*** TEXT SEGMENT Section Begins ***

Someone brought this to be attention recently, that I had a lot of posts addressing dating and marriage and wants for men and women, but that I hadn’t talked about remaining single. I full heartedly believe there is a large calling for some of us to remain single. Although the notion of “being alone” scares many of us today it was consider a blessing in the bible. In 1 Corinthians 7 Paul says, “ I say this as a concession, not as a command. 7 I wish that all of you were as I am. But each of you has your own gift from God; one has this gift, another has that.8 Now to the unmarriedand the widows I say: It is good for them to stay unmarried, as I do. 9 But if they cannot control themselves, they should marry, for it is better to marry than to burn with passion.

*** TEXT SEGMENT Section Ends ***

• QUESTIONS ON THE MATERIAL
(a) From the post on remaining single, return the words starting with "Someone brought this" and going on through "burn with passion.".
(b) In the post on remaining single, which chapter of 1 Corinthians is quoted?

*** DATASET ENTRIES Section Begins ***

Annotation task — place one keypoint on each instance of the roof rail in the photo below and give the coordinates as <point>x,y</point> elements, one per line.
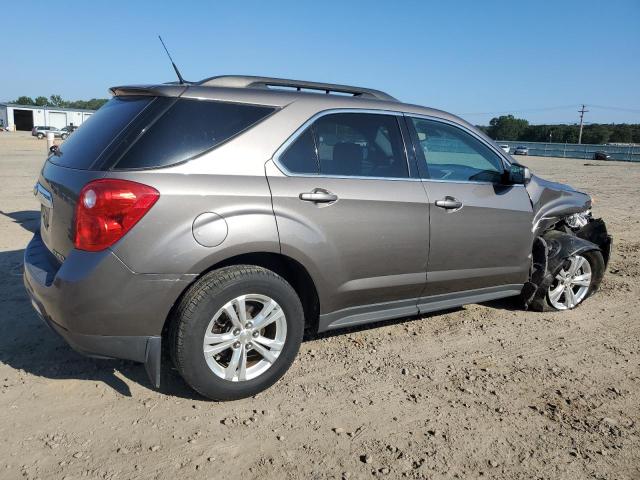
<point>241,81</point>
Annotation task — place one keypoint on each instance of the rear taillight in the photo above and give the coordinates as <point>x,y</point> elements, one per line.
<point>109,208</point>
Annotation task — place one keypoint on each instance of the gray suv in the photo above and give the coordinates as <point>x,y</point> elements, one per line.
<point>218,221</point>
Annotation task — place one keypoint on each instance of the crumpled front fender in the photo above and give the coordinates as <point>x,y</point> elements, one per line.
<point>551,249</point>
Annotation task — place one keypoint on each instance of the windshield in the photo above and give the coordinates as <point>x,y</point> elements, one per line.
<point>84,147</point>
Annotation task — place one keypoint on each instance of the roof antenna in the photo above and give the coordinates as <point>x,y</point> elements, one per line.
<point>182,82</point>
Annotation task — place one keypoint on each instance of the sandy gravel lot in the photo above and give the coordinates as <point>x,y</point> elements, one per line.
<point>485,391</point>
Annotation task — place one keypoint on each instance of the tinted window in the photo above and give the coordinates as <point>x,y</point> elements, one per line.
<point>301,155</point>
<point>189,128</point>
<point>360,144</point>
<point>453,154</point>
<point>82,148</point>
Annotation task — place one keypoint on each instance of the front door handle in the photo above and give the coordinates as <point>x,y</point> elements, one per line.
<point>449,203</point>
<point>319,196</point>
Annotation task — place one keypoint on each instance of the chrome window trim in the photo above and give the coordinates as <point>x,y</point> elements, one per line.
<point>300,130</point>
<point>498,151</point>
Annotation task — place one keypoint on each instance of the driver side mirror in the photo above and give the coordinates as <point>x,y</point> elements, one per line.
<point>518,174</point>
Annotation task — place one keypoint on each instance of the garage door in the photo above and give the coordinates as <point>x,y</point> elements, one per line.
<point>57,119</point>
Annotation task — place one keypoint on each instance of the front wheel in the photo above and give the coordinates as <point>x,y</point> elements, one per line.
<point>578,277</point>
<point>236,332</point>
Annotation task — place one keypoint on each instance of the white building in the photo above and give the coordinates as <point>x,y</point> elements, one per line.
<point>25,117</point>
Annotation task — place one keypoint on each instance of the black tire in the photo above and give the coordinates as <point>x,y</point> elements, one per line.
<point>596,262</point>
<point>197,307</point>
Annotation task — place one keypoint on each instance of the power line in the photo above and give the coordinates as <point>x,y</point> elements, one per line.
<point>582,111</point>
<point>523,110</point>
<point>543,109</point>
<point>622,109</point>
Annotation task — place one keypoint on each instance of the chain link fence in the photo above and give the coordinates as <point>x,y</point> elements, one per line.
<point>626,153</point>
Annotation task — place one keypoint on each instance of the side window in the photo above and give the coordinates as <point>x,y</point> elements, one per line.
<point>301,156</point>
<point>360,145</point>
<point>189,128</point>
<point>453,154</point>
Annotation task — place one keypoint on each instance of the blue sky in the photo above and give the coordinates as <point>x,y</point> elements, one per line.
<point>538,60</point>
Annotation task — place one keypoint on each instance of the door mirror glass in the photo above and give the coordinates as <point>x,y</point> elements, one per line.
<point>519,174</point>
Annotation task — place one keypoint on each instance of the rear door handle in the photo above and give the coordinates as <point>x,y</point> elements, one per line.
<point>449,203</point>
<point>318,196</point>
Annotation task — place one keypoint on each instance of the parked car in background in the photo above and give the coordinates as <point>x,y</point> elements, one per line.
<point>41,132</point>
<point>225,218</point>
<point>600,155</point>
<point>521,150</point>
<point>69,129</point>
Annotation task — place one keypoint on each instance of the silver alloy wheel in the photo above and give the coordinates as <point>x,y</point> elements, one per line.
<point>571,285</point>
<point>245,337</point>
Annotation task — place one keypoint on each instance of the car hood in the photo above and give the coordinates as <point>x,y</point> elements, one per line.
<point>552,201</point>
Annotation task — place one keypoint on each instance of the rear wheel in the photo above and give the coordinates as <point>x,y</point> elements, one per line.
<point>236,332</point>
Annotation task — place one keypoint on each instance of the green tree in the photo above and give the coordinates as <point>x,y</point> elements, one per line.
<point>41,101</point>
<point>597,134</point>
<point>507,127</point>
<point>24,101</point>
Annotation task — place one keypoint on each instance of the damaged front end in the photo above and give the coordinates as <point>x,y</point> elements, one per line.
<point>563,228</point>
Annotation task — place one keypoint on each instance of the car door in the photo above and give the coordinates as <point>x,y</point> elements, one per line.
<point>480,227</point>
<point>351,209</point>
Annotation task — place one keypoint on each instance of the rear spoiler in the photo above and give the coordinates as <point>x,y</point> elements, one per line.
<point>149,90</point>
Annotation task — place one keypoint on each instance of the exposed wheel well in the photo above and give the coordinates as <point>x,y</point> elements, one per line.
<point>288,268</point>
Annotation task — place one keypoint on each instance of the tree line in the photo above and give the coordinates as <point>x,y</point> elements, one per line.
<point>58,101</point>
<point>507,127</point>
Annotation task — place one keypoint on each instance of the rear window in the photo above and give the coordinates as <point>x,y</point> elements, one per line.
<point>187,129</point>
<point>84,147</point>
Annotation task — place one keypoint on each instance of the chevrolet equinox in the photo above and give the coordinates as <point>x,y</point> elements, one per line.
<point>219,220</point>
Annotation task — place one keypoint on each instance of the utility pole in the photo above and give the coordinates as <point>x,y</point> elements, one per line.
<point>582,111</point>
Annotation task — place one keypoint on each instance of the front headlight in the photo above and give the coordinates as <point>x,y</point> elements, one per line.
<point>578,220</point>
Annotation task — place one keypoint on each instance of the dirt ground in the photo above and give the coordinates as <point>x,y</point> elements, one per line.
<point>483,391</point>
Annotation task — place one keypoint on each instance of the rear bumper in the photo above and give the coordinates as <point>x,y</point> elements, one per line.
<point>99,306</point>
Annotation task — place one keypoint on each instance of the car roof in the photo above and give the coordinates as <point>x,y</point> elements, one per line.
<point>278,92</point>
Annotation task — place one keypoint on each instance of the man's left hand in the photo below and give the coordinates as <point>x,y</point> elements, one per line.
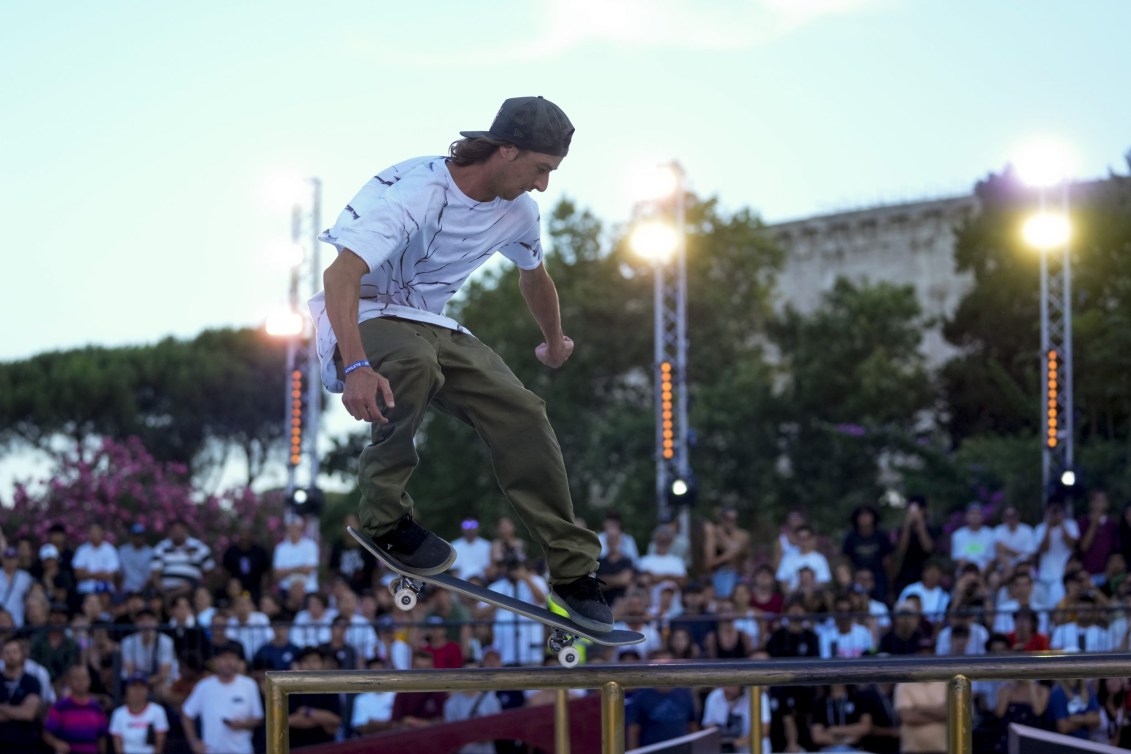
<point>557,356</point>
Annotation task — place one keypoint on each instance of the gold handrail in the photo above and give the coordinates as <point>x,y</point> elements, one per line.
<point>612,681</point>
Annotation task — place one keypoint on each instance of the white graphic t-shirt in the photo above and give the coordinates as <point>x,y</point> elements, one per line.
<point>422,237</point>
<point>135,728</point>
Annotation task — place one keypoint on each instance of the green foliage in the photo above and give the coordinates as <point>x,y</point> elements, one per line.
<point>190,401</point>
<point>854,387</point>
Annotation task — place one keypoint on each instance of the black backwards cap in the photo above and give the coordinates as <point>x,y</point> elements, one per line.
<point>533,123</point>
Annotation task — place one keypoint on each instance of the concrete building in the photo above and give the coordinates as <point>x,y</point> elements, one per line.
<point>911,243</point>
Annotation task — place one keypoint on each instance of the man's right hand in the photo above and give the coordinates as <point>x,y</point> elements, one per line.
<point>363,386</point>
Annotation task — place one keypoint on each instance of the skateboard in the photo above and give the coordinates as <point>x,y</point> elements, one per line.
<point>407,587</point>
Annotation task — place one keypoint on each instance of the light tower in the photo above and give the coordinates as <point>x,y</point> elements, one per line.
<point>1043,166</point>
<point>661,237</point>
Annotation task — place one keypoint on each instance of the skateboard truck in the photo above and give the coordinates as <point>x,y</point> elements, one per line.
<point>561,644</point>
<point>405,592</point>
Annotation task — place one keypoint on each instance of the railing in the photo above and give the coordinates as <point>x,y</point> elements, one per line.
<point>612,681</point>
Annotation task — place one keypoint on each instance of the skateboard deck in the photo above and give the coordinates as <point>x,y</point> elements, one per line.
<point>564,629</point>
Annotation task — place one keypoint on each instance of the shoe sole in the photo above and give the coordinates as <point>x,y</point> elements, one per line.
<point>438,569</point>
<point>577,617</point>
<point>431,571</point>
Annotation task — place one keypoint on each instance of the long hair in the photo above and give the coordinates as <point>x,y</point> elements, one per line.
<point>471,150</point>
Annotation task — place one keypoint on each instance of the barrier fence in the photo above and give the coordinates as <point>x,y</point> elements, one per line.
<point>612,681</point>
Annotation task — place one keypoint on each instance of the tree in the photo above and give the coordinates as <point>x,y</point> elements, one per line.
<point>190,402</point>
<point>855,387</point>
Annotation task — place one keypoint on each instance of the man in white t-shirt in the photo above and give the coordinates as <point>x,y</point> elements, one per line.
<point>973,543</point>
<point>933,598</point>
<point>1012,538</point>
<point>1056,537</point>
<point>406,243</point>
<point>473,552</point>
<point>663,564</point>
<point>138,726</point>
<point>96,564</point>
<point>227,705</point>
<point>806,556</point>
<point>295,559</point>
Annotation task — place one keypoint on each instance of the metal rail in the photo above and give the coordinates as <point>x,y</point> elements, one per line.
<point>612,681</point>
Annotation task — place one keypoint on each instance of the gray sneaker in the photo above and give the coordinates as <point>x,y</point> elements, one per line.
<point>584,603</point>
<point>416,548</point>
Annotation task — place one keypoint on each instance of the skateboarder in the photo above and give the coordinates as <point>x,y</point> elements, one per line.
<point>406,243</point>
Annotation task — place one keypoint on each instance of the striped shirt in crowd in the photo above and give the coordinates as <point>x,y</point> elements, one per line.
<point>183,564</point>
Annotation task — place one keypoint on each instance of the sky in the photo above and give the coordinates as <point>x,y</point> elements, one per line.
<point>143,145</point>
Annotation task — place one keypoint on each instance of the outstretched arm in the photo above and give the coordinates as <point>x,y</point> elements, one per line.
<point>342,280</point>
<point>541,297</point>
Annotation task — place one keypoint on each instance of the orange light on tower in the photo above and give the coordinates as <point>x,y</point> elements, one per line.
<point>1052,421</point>
<point>667,428</point>
<point>295,417</point>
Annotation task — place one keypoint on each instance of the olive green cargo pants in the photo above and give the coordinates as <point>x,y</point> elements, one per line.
<point>426,364</point>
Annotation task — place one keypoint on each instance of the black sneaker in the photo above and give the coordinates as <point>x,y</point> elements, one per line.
<point>416,548</point>
<point>584,603</point>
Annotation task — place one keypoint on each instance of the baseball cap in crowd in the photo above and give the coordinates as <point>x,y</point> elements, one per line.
<point>533,123</point>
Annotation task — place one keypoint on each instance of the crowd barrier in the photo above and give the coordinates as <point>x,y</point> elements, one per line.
<point>612,681</point>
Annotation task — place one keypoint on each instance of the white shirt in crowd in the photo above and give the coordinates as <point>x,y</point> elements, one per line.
<point>1019,539</point>
<point>976,644</point>
<point>134,728</point>
<point>793,562</point>
<point>733,718</point>
<point>519,639</point>
<point>13,592</point>
<point>662,566</point>
<point>973,546</point>
<point>1052,562</point>
<point>629,548</point>
<point>856,642</point>
<point>1072,638</point>
<point>1003,615</point>
<point>308,631</point>
<point>103,557</point>
<point>213,701</point>
<point>472,557</point>
<point>372,707</point>
<point>934,601</point>
<point>361,635</point>
<point>294,554</point>
<point>252,634</point>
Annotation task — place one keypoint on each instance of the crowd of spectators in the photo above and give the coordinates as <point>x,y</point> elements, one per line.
<point>153,644</point>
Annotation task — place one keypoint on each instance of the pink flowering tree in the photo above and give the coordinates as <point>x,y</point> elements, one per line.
<point>120,484</point>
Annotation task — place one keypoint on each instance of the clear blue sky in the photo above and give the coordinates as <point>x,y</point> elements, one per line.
<point>136,137</point>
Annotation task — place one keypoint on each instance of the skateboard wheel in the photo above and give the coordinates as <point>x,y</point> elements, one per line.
<point>568,657</point>
<point>405,599</point>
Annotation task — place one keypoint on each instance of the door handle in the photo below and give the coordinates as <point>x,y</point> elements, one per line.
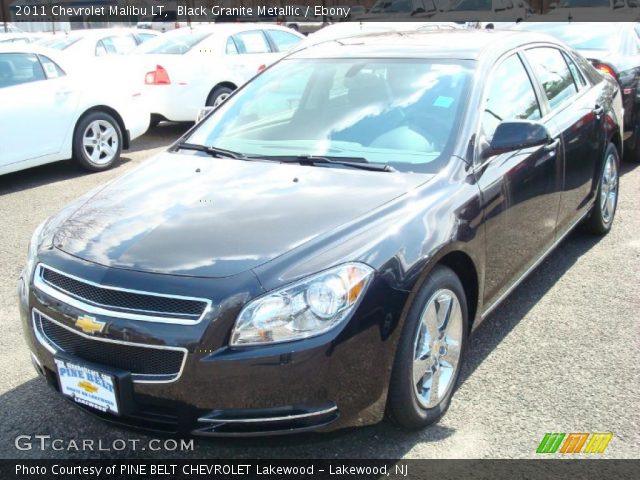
<point>550,147</point>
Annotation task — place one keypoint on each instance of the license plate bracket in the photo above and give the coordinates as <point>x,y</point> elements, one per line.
<point>101,388</point>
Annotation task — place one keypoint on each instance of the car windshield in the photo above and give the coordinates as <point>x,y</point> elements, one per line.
<point>472,6</point>
<point>587,36</point>
<point>391,6</point>
<point>584,3</point>
<point>176,43</point>
<point>399,112</point>
<point>59,43</point>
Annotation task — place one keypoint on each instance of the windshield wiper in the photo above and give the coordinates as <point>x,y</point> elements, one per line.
<point>353,162</point>
<point>213,151</point>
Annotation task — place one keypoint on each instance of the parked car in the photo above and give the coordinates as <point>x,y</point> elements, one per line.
<point>190,68</point>
<point>10,28</point>
<point>93,43</point>
<point>51,112</point>
<point>22,37</point>
<point>572,10</point>
<point>340,30</point>
<point>310,260</point>
<point>164,22</point>
<point>614,49</point>
<point>356,11</point>
<point>304,24</point>
<point>399,10</point>
<point>485,13</point>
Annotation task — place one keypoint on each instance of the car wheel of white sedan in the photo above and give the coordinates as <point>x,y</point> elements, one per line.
<point>430,351</point>
<point>219,95</point>
<point>97,141</point>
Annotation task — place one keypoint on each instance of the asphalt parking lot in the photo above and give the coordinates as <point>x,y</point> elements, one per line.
<point>560,355</point>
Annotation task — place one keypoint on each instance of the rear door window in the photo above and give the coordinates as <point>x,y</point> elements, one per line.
<point>553,72</point>
<point>19,68</point>
<point>284,41</point>
<point>253,41</point>
<point>576,73</point>
<point>51,69</point>
<point>510,96</point>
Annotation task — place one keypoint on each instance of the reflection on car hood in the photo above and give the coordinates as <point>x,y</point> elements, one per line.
<point>186,214</point>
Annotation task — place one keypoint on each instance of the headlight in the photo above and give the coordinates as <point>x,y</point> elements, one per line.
<point>33,252</point>
<point>304,309</point>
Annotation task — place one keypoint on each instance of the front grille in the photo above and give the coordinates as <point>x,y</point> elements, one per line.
<point>123,301</point>
<point>144,362</point>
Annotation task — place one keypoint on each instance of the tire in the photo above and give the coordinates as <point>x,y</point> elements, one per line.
<point>218,95</point>
<point>604,209</point>
<point>406,406</point>
<point>632,151</point>
<point>97,141</point>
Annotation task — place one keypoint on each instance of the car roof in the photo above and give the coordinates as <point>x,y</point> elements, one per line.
<point>232,27</point>
<point>454,44</point>
<point>34,49</point>
<point>101,32</point>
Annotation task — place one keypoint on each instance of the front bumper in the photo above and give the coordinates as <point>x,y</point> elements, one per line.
<point>335,380</point>
<point>176,102</point>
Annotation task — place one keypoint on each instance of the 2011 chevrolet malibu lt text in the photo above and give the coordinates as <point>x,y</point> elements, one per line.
<point>316,251</point>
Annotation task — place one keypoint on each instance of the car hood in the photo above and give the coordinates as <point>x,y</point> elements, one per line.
<point>185,214</point>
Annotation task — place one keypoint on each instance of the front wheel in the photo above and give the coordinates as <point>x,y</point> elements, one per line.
<point>97,141</point>
<point>219,95</point>
<point>429,356</point>
<point>604,208</point>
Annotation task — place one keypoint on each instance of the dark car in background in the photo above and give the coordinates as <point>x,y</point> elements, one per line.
<point>614,49</point>
<point>317,250</point>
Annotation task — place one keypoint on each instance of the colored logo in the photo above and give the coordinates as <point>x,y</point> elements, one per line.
<point>88,386</point>
<point>89,324</point>
<point>574,442</point>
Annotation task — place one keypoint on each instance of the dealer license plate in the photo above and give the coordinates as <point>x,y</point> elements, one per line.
<point>88,386</point>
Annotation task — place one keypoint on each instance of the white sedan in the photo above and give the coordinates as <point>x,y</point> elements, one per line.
<point>189,68</point>
<point>87,44</point>
<point>49,112</point>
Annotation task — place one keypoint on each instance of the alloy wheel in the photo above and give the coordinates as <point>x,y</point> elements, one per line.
<point>437,348</point>
<point>100,142</point>
<point>220,98</point>
<point>609,189</point>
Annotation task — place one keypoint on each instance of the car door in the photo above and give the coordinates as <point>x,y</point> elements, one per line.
<point>253,53</point>
<point>38,105</point>
<point>283,41</point>
<point>520,190</point>
<point>573,107</point>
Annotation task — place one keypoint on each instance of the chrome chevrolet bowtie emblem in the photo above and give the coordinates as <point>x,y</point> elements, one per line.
<point>89,324</point>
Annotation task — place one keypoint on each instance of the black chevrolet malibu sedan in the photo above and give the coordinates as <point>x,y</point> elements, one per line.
<point>317,250</point>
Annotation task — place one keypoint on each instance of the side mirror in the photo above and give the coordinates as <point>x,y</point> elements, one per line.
<point>202,113</point>
<point>516,135</point>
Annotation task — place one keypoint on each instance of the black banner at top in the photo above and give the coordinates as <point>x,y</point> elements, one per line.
<point>318,469</point>
<point>101,12</point>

*** DATASET ENTRIES Section Ends ***

• SOLUTIONS PER TASK
(a)
Someone brought this to be attention recently, that I had a lot of posts addressing dating and marriage and wants for men and women, but that I hadn’t talked about remaining single. I full heartedly believe there is a large calling for some of us to remain single. Although the notion of “being alone” scares many of us today it was consider a blessing in the bible. In 1 Corinthians 7 Paul says, “ I say this as a concession, not as a command. 7 I wish that all of you were as I am. But each of you has your own gift from God; one has this gift, another has that.8 Now to the unmarriedand the widows I say: It is good for them to stay unmarried, as I do. 9 But if they cannot control themselves, they should marry, for it is better to marry than to burn with passion.

(b) Chapter 7